### Input for this task
○ ○ ○
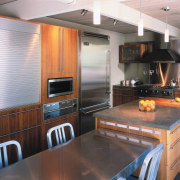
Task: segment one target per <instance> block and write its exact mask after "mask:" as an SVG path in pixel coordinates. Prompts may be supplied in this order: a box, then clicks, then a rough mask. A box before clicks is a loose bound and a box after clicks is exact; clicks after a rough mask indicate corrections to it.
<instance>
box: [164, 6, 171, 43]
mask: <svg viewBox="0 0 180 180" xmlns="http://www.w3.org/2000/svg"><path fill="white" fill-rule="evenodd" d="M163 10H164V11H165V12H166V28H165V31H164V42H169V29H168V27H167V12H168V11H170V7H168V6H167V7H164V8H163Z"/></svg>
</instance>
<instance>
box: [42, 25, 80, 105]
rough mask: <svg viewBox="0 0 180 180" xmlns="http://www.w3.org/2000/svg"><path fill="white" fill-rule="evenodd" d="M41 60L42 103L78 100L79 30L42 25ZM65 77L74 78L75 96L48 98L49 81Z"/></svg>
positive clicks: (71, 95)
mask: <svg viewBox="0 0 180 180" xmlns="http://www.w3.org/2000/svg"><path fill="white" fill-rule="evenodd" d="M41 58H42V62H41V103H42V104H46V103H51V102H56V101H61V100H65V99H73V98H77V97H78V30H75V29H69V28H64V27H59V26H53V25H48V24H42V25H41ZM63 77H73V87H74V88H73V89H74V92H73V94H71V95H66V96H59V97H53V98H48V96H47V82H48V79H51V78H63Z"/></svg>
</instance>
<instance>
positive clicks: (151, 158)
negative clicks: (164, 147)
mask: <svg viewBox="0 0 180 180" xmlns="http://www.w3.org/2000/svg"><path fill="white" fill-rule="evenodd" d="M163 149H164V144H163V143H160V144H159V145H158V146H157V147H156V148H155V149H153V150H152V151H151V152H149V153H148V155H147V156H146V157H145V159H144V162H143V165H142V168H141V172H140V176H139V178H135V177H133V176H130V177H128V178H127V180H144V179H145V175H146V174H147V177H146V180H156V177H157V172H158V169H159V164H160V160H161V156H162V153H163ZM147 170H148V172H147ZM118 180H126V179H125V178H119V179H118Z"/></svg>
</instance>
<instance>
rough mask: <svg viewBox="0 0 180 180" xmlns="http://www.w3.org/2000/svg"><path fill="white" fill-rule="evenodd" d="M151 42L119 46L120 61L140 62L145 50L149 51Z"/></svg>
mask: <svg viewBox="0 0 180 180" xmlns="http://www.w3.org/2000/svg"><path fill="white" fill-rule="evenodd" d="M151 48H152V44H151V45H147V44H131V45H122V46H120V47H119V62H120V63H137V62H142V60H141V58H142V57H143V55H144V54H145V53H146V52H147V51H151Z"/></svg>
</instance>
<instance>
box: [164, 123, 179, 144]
○ ○ ○
### What to work on
Write the data out again exactly, but without its images.

### Result
Task: segment one target per <instance> block and write its exact mask after "mask:" as an SVG path in pixel coordinates. Prompts may be supplied in this order: a box, then clicks, then a rough mask. A box before clicks is a loose bound and a box after clicks is exact; clicks after a rough mask indicate corrections to it.
<instance>
box: [164, 6, 171, 43]
mask: <svg viewBox="0 0 180 180" xmlns="http://www.w3.org/2000/svg"><path fill="white" fill-rule="evenodd" d="M163 10H164V11H165V12H166V28H165V31H164V42H169V29H168V27H167V12H168V11H170V7H168V6H167V7H164V8H163Z"/></svg>
</instance>
<instance>
box: [42, 25, 80, 105]
rough mask: <svg viewBox="0 0 180 180" xmlns="http://www.w3.org/2000/svg"><path fill="white" fill-rule="evenodd" d="M41 60L42 103L78 100L79 30L42 25ZM65 77L74 78L75 96L48 98L49 81Z"/></svg>
positive clicks: (71, 95)
mask: <svg viewBox="0 0 180 180" xmlns="http://www.w3.org/2000/svg"><path fill="white" fill-rule="evenodd" d="M41 58H42V62H41V103H42V104H46V103H51V102H56V101H61V100H65V99H73V98H77V97H78V30H75V29H69V28H64V27H59V26H53V25H48V24H42V25H41ZM63 77H73V87H74V88H73V89H74V92H73V94H71V95H66V96H59V97H53V98H48V96H47V82H48V79H51V78H63Z"/></svg>
</instance>
<instance>
positive clicks: (151, 158)
negative clicks: (164, 147)
mask: <svg viewBox="0 0 180 180" xmlns="http://www.w3.org/2000/svg"><path fill="white" fill-rule="evenodd" d="M163 149H164V144H163V143H160V144H159V145H158V146H157V147H156V148H155V149H153V150H152V151H151V152H149V153H148V155H147V156H146V157H145V159H144V162H143V165H142V168H141V172H140V176H139V178H135V177H133V176H130V177H128V178H127V180H144V179H145V175H146V174H147V177H146V180H156V177H157V172H158V169H159V164H160V160H161V156H162V153H163ZM147 170H148V172H147ZM118 180H126V179H125V178H119V179H118Z"/></svg>
</instance>
<instance>
rough mask: <svg viewBox="0 0 180 180" xmlns="http://www.w3.org/2000/svg"><path fill="white" fill-rule="evenodd" d="M151 42L119 46L120 61L140 62L145 50L149 51Z"/></svg>
mask: <svg viewBox="0 0 180 180" xmlns="http://www.w3.org/2000/svg"><path fill="white" fill-rule="evenodd" d="M151 48H152V44H151V45H147V44H131V45H122V46H120V47H119V62H120V63H137V62H142V60H141V58H142V57H143V55H144V54H145V53H146V52H147V51H151Z"/></svg>
</instance>
<instance>
box: [164, 123, 179, 144]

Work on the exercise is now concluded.